(Supplied passage)
===

DD&A increased $98 million in 2002 primarily due to a higher unit-of-production rate related to changes in production resulting from the Canadian acquisitions, which had higher rates than the average unit-of-production rates for the Company. DD&A also increased due to higher natural gas production volumes primarily in Canada.
Interest expense increased $84 million primarily due to higher debt balances during 2002 resulting from the Hunter acquisition in late 2001 and other property acquisitions consummated in early 2002.
Exploration costs increased $28 million in 2002 primarily due to higher amortization of undeveloped lease costs of $54 million, higher drilling rig costs of $17 million and higher G&G and other expenses of $20 million partially offset by lower exploratory dry hole costs of $63 million. The higher drilling rig expenses, which were approximately $40 million during 2002, were attributable to the subletting of a deepwater drilling rig under lease to the Company. This $40 million charge covered the anticipated loss for the remaining term of the lease.
Transportation expense increased $17 million primarily due to higher contract rates, and administrative expenses increased $12 million primarily due to higher payroll and benefits.
Gain on disposal of assets increased $60 million due to the divestiture of Val Verde and non-core, non-strategic properties in 2002. Taxes other than income taxes decreased $43 million primarily due to lower crude oil and natural gas revenues, and production and processing expenses decreased $38 million, including the $10 million restructuring charge recorded in 2001, primarily due to lower well operating costs. Other income net increased $27 million primarily due to higher interest income, lower foreign currency transaction losses and lower miscellaneous expenses incurred in 2002.

===

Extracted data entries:

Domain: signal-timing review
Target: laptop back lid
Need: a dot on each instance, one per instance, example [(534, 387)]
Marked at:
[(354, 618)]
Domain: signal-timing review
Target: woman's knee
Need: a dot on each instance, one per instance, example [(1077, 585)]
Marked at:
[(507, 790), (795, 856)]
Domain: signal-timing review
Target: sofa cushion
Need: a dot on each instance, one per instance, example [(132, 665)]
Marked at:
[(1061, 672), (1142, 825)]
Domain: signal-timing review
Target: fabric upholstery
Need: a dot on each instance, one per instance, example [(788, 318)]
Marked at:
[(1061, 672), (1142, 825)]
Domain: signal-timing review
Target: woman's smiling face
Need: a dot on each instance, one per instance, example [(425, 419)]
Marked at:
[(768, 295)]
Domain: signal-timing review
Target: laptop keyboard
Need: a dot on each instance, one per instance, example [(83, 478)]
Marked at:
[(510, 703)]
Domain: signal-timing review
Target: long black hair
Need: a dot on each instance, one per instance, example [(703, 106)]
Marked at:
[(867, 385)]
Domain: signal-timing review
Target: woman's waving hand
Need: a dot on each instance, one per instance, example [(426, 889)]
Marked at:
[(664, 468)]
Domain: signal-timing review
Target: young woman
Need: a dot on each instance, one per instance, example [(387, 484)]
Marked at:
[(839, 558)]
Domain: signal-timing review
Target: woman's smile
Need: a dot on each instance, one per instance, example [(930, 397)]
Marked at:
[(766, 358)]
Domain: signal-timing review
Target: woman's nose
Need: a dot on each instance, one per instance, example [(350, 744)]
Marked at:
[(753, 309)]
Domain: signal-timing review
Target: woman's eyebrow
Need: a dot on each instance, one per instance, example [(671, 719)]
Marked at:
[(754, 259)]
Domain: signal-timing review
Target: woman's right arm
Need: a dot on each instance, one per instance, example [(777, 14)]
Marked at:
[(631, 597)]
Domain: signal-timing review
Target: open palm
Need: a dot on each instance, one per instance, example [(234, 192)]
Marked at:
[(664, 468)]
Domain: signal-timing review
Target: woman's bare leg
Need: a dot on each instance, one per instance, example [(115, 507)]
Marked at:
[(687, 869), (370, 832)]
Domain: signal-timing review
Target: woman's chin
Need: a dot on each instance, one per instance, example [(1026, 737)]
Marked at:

===

(Exercise prompt)
Copy out the full passage on the 2002 changes in costs and income, word for word.

(The result)
DD&A increased $98 million in 2002 primarily due to a higher unit-of-production rate related to changes in production resulting from the Canadian acquisitions, which had higher rates than the average unit-of-production rates for the Company. DD&A also increased due to higher natural gas production volumes primarily in Canada.
Interest expense increased $84 million primarily due to higher debt balances during 2002 resulting from the Hunter acquisition in late 2001 and other property acquisitions consummated in early 2002.
Exploration costs increased $28 million in 2002 primarily due to higher amortization of undeveloped lease costs of $54 million, higher drilling rig costs of $17 million and higher G&G and other expenses of $20 million partially offset by lower exploratory dry hole costs of $63 million. The higher drilling rig expenses, which were approximately $40 million during 2002, were attributable to the subletting of a deepwater drilling rig under lease to the Company. This $40 million charge covered the anticipated loss for the remaining term of the lease.
Transportation expense increased $17 million primarily due to higher contract rates, and administrative expenses increased $12 million primarily due to higher payroll and benefits.
Gain on disposal of assets increased $60 million due to the divestiture of Val Verde and non-core, non-strategic properties in 2002. Taxes other than income taxes decreased $43 million primarily due to lower crude oil and natural gas revenues, and production and processing expenses decreased $38 million, including the $10 million restructuring charge recorded in 2001, primarily due to lower well operating costs. Other income net increased $27 million primarily due to higher interest income, lower foreign currency transaction losses and lower miscellaneous expenses incurred in 2002.